What the task asks:
Repeat the listing exactly as given, omitting every image.

-- BEGIN Data to process --

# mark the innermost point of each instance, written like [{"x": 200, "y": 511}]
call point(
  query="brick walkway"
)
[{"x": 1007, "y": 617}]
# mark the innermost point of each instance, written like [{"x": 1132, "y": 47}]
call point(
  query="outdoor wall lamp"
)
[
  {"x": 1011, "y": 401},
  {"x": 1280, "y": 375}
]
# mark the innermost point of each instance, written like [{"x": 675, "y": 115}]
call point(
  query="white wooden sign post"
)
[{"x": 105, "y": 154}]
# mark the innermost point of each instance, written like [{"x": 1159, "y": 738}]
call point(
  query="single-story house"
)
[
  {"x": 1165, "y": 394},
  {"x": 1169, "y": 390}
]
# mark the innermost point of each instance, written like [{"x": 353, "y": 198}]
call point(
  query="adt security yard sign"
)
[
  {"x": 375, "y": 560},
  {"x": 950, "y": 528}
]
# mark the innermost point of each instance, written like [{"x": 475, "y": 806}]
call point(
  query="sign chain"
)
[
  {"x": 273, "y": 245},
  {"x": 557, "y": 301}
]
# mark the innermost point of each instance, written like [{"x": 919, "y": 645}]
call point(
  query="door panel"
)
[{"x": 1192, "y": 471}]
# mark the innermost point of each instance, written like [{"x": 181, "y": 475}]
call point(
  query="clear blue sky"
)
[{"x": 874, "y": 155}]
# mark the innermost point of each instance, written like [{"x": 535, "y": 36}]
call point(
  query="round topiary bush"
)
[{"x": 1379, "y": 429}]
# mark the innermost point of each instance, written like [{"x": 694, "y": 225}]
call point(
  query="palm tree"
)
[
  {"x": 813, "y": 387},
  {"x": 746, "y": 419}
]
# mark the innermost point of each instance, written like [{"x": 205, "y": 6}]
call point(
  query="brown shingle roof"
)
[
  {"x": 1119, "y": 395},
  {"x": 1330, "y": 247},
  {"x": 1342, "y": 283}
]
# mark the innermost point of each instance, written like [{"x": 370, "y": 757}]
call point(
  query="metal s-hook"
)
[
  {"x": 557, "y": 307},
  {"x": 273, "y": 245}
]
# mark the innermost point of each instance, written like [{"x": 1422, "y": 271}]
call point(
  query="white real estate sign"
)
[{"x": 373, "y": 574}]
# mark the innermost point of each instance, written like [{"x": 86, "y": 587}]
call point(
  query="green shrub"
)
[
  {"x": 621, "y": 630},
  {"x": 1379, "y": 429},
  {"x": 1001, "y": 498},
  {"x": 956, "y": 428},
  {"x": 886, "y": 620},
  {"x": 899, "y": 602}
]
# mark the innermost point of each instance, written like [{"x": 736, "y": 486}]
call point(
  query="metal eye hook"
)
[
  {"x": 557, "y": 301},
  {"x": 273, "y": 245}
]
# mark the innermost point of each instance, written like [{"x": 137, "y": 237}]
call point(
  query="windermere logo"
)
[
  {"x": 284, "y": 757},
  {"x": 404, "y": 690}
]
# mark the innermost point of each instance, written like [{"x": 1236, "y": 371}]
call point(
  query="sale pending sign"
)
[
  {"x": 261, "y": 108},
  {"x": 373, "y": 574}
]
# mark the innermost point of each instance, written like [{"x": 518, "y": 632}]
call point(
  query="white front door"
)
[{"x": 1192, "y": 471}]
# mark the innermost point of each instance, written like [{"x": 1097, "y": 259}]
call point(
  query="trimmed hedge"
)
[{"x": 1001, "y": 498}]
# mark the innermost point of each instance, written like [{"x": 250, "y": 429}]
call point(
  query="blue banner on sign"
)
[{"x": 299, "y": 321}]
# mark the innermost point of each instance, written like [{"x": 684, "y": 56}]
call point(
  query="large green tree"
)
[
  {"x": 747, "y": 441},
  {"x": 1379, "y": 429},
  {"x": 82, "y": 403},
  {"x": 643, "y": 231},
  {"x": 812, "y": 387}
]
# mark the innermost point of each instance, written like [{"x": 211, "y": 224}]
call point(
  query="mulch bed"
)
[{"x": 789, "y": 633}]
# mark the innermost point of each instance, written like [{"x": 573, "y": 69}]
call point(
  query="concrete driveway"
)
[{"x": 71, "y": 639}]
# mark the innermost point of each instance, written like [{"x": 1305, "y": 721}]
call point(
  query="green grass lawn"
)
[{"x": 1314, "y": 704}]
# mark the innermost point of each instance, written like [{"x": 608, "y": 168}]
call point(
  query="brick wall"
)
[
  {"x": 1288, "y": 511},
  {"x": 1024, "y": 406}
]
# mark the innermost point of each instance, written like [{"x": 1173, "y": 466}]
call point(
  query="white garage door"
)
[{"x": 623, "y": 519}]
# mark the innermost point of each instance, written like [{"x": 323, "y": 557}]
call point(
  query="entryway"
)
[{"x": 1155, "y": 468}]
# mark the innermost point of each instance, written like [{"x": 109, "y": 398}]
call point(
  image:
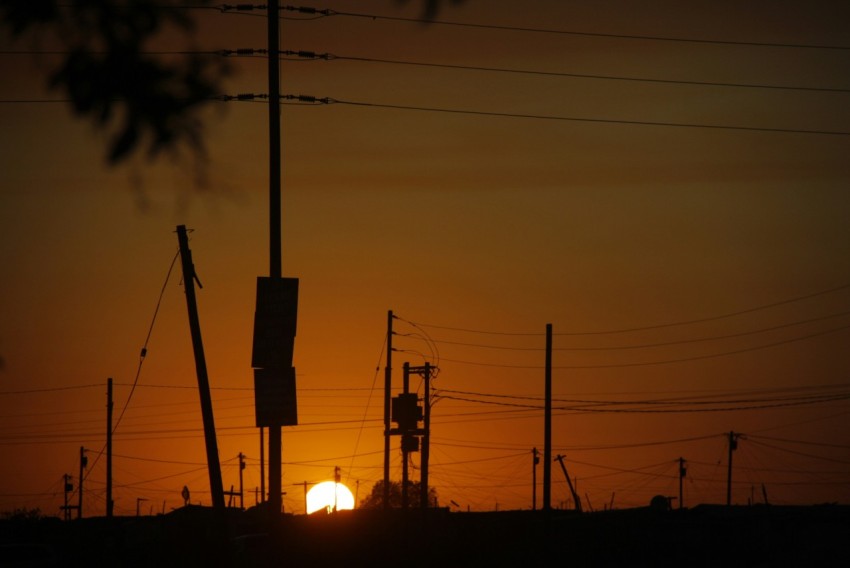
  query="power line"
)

-- END Data to process --

Response:
# mark the innermost point of each instance, written like [{"x": 200, "y": 511}]
call point(
  query="brick walkway"
)
[{"x": 1007, "y": 617}]
# mark the innermost point of each instance, written like [{"x": 1132, "y": 47}]
call point(
  query="outdoor wall lamp"
)
[
  {"x": 1011, "y": 401},
  {"x": 1280, "y": 375}
]
# mark the innermost point of each instance, written like [{"x": 675, "y": 115}]
call point(
  query="white wooden sign post"
)
[{"x": 105, "y": 154}]
# mark the innermost point of each instance, written like [{"x": 1159, "y": 738}]
call point(
  query="single-story house"
)
[
  {"x": 1165, "y": 394},
  {"x": 1169, "y": 390}
]
# mark the innermost point of each instance, written like [{"x": 353, "y": 198}]
call point(
  query="adt security yard sign"
)
[
  {"x": 375, "y": 560},
  {"x": 950, "y": 528}
]
# mark the innermost point of each instance, written like [{"x": 475, "y": 806}]
call point(
  query="sign chain"
)
[
  {"x": 273, "y": 245},
  {"x": 557, "y": 301}
]
# mark the innermost point of each instance, written like [{"x": 919, "y": 645}]
call point(
  query="door panel"
)
[{"x": 1192, "y": 471}]
# mark the innermost point of each instance, written like [{"x": 181, "y": 475}]
call point(
  query="clear blue sky"
)
[{"x": 874, "y": 155}]
# mark the innermost point of each instance, written like [{"x": 535, "y": 36}]
call point(
  query="round topiary bush"
)
[{"x": 1379, "y": 429}]
# mark the innermost point of each instance, written like [{"x": 694, "y": 225}]
call point(
  query="palm tree"
)
[
  {"x": 813, "y": 387},
  {"x": 746, "y": 419}
]
# mark the innermost point of each instance, written like [{"x": 205, "y": 6}]
call point(
  query="brown shingle roof"
)
[
  {"x": 1119, "y": 395},
  {"x": 1330, "y": 247},
  {"x": 1342, "y": 283}
]
# mark the innermost point of each instance, written like [{"x": 370, "y": 757}]
call point(
  query="metal s-hook"
)
[
  {"x": 557, "y": 307},
  {"x": 273, "y": 245}
]
# mark the innermost point of each instance, written like [{"x": 1422, "y": 271}]
call point(
  query="white real estate sign"
)
[{"x": 373, "y": 574}]
# mark the innermost point of each instance, written like [{"x": 86, "y": 587}]
call point(
  query="green shrub"
)
[
  {"x": 621, "y": 630},
  {"x": 1379, "y": 429},
  {"x": 1001, "y": 498},
  {"x": 956, "y": 428},
  {"x": 886, "y": 620},
  {"x": 899, "y": 602}
]
# mark the innermost point of each instance, written like [{"x": 736, "y": 486}]
call point(
  query="metal eye hook"
)
[
  {"x": 557, "y": 301},
  {"x": 273, "y": 245}
]
# mark the innermost point of each instance, written like [{"x": 137, "y": 237}]
call point(
  query="windermere logo"
)
[
  {"x": 284, "y": 757},
  {"x": 404, "y": 690}
]
# mark the innermost point of each instance, written like [{"x": 1236, "y": 371}]
call point(
  query="sale pending sign"
)
[
  {"x": 261, "y": 108},
  {"x": 373, "y": 574}
]
# mark the innermost point of each instance, written like [{"x": 518, "y": 632}]
call point(
  query="white front door"
)
[{"x": 1192, "y": 471}]
# mark the innermost point of each instance, written like [{"x": 1097, "y": 259}]
call point(
  query="trimmed hedge"
)
[{"x": 1001, "y": 498}]
# mark the innermost point of each instance, written like [{"x": 250, "y": 429}]
call point(
  query="blue banner on sign"
)
[{"x": 299, "y": 321}]
# mark the innermost point of each instance, written like [{"x": 684, "y": 56}]
call point(
  query="large green tree"
)
[
  {"x": 747, "y": 441},
  {"x": 1379, "y": 429},
  {"x": 82, "y": 403},
  {"x": 643, "y": 231},
  {"x": 812, "y": 387}
]
# mark the innermost point of each instance, written like [{"x": 211, "y": 224}]
call point(
  query="mulch bed"
)
[{"x": 789, "y": 633}]
# mark the innermost point of each instance, written like [{"x": 573, "y": 69}]
call point(
  query="concrete driveway"
)
[{"x": 71, "y": 639}]
# mark the innermost point of each instance, written like [{"x": 1305, "y": 721}]
call point(
  query="green grass lawn"
)
[{"x": 1314, "y": 704}]
# mark the innermost point of each instance, written like [{"x": 608, "y": 168}]
call point(
  query="brick wall"
)
[
  {"x": 1288, "y": 511},
  {"x": 1024, "y": 406}
]
# mark the innermost point of each instance, written like [{"x": 1173, "y": 466}]
call point(
  query="white garage door"
)
[{"x": 623, "y": 519}]
# mark the innermost point of each instance, written like [{"x": 323, "y": 557}]
call point(
  query="entryway"
)
[{"x": 1155, "y": 468}]
# mark the innermost point of each instance, written like [{"x": 109, "y": 398}]
call point(
  image:
  query="power line"
)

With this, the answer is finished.